[Quoted passage start]
Skip to content

Streaming subway data to a Data Grid in Views

Beta - For evaluation and trial use only

Streaming to Views is currently in beta.

The purpose of this walkthrough is to showcase the ability of kdb Insights Enterprise to visualize streaming data in real-time in a View, by streaming the latest co-ordinates of a set of NY City subway trains to a data grid.

We have provided a Kafka subway feed for use in this walkthrough. This feed generates live alerts for NYC subway trains, tracking which trains are stopped at stations. For each train it provides arrival time, station location coordinates, direction and route details.

In this walkthrough you will:

Create a pipeline

Begin by opening the Pipeline editor by clicking [+] on the ribbon menu and clicking Pipeline, as shown below, or by clicking [+] beside Pipelines on the left-hand menu.

Click pipeline from the ribbon dropdown menu to open the pipeline editor.

The pipeline editor opens, as shown below.

pipeline editor.

The pipeline requires the following:

Once these are configured you can save and deploy the pipeline. You can then:

Add a Kafka node

You begin your pipeline with a Kafka node to read the data from the subway feed we have provided.

  1. Click-and-drag a Kafka node, from the Readers, into the workspace.

  2. Select the Kafka node and add the following connection details to the Configure Kafka Node panel:

    setting value
    Broker kafka.trykdb.kx.com:443
    Topic subway
    Offset End
    Use TLS Unchecked
    Use Schema Registry Unchecked
  3. Expand the Advanced parameters section and tick Use Advanced Kafka Options. Click the [+] to add an advanced configuration and enter the following key value pairs:

    key value
    sasl.username demo
    sasl.password demo
    sasl.mechanism SCRAM-SHA-512
    security.protocol SASL_SSL
  4. Click Apply to apply these changes to the Kafka node.

Add a Decoder node

Kafka event data is in JSON and has to be decoded to a kdb+ friendly format (a kdb+ dictionary).

  1. Click-and-drag a JSON decoder node, from the Decoders, into the workspace, and connect it to the Reader node.

  2. Keep the default JSON decoder settings.
[Quoted passage end]
[Entries shown start]
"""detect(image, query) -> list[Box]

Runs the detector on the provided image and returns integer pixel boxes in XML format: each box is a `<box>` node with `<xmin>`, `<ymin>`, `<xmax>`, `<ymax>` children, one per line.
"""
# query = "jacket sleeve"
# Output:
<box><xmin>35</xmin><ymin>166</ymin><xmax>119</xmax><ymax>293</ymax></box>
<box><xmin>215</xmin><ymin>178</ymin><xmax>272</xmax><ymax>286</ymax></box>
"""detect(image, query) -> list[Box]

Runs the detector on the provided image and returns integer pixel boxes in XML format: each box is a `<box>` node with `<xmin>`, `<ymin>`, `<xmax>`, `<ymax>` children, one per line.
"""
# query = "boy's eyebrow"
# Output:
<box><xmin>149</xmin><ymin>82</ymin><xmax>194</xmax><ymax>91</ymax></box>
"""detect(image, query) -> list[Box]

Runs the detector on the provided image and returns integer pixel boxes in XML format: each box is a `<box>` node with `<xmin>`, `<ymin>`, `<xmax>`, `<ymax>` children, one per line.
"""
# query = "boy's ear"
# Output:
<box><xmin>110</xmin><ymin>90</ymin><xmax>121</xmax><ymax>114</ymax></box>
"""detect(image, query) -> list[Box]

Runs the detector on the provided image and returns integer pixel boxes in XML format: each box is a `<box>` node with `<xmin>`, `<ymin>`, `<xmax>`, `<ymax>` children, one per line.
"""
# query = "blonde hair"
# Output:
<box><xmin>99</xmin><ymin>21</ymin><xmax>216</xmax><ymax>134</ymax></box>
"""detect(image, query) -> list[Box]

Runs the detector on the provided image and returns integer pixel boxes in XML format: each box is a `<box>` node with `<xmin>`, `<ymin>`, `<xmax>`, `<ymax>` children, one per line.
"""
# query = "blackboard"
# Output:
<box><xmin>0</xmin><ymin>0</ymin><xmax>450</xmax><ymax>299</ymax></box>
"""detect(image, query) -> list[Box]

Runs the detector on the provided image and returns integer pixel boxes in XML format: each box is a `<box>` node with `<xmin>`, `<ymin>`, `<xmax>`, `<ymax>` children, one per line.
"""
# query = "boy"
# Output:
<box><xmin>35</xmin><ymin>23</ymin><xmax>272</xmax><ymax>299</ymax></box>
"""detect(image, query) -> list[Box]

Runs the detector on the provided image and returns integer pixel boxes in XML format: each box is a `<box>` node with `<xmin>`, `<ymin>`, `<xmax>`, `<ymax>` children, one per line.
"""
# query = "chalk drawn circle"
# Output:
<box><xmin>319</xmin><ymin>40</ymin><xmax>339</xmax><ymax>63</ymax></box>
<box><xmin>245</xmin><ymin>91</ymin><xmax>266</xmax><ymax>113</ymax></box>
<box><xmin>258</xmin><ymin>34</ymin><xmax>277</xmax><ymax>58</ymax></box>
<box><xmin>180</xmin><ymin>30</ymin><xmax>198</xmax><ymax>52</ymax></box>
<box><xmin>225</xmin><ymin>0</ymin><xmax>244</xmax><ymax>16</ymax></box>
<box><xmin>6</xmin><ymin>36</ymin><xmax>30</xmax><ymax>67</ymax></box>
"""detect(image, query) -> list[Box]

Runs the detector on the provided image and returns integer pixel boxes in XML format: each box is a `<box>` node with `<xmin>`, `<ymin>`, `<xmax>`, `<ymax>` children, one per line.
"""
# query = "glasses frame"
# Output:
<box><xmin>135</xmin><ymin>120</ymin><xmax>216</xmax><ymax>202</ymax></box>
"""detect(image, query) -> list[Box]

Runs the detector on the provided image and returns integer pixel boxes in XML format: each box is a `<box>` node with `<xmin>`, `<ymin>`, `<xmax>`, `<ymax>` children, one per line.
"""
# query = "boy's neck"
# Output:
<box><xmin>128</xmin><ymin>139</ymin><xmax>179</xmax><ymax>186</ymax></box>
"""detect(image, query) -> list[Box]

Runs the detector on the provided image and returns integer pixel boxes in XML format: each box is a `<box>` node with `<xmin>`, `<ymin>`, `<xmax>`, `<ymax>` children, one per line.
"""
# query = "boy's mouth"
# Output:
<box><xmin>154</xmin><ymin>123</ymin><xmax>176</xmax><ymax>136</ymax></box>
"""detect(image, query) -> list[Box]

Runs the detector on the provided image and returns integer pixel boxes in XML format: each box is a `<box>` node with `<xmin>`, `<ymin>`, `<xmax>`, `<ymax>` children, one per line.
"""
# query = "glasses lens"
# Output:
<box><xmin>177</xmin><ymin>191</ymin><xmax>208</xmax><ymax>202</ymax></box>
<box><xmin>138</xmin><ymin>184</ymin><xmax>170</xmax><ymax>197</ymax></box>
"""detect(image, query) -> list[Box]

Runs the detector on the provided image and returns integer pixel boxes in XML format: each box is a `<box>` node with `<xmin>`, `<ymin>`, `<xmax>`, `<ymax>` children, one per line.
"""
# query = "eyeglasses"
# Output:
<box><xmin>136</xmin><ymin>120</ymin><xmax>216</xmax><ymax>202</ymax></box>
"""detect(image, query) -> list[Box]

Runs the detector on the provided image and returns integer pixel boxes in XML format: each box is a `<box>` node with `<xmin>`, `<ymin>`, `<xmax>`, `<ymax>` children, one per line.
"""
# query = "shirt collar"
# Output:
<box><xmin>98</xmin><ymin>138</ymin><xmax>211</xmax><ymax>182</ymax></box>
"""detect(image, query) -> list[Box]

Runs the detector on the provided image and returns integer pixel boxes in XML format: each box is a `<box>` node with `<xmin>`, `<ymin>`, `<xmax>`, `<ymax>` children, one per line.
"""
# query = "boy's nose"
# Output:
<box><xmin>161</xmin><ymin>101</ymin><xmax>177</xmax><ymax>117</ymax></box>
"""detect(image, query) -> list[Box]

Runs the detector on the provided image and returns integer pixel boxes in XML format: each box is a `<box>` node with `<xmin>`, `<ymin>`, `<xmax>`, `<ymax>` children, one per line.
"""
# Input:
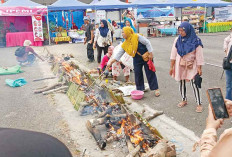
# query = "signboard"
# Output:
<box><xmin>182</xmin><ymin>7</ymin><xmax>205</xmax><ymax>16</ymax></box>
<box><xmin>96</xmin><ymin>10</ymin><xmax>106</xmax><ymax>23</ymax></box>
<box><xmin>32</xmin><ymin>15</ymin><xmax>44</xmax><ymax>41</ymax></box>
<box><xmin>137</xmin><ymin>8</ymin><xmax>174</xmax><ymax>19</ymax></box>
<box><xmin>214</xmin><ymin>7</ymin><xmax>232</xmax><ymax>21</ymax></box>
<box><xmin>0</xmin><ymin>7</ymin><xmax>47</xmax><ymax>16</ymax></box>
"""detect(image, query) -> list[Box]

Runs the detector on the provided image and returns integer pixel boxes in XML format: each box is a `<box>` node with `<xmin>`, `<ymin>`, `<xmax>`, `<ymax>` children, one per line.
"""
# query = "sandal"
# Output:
[Entries shown end]
#### [Required actions]
(A) Please translate this sentence from the subway streaming walkthrough into Spanish: "This feed generates live alerts for NYC subway trains, tracking which trains are stopped at stations."
(B) Resume the subway streaming walkthrough from its final step and write the next few steps.
These records were drawn from a separate source.

#### [Written answers]
(A) Este feed genera alertas en tiempo real para los trenes del metro de Nueva York y registra qué trenes están detenidos en las estaciones.

(B)
Add a Map node

The decoded data needs to be converted to a kdb+ table. The Map node converts an incoming dictionary to a table using an enlist.

  1. Click-and-drag a Map node, from the Functions, into the workspace, and connect it to the Decoder node.

  2. Select the Map node and replace the code in the right-hand Configure Map Node property panel with the following code:

    {[data]
        enlist data
        }
    
  3. Click Apply to apply these changes to the Map node.

Add a Transform Node

The next step is to add a Transform node which transforms the subway data fields to kdb+ compatible types and drops the fields that are not going to be displayed in the View.

Converting strings to symbols for use as keyed columns in the Subscriber node

The data from Kafka that is used in this example includes strings. The Subscriber node requires any columns defined as keyed columns to be symbols. This step is required to convert the strings to symbols.

If you are using a Subscriber node with your own data and the data in your keyed columns are already symbols this step is not necessary. See the next section for details on keyed columns.

  1. Click-and-drag the Apply Schema node from the list of Transform nodes and connect it to the Decoder node.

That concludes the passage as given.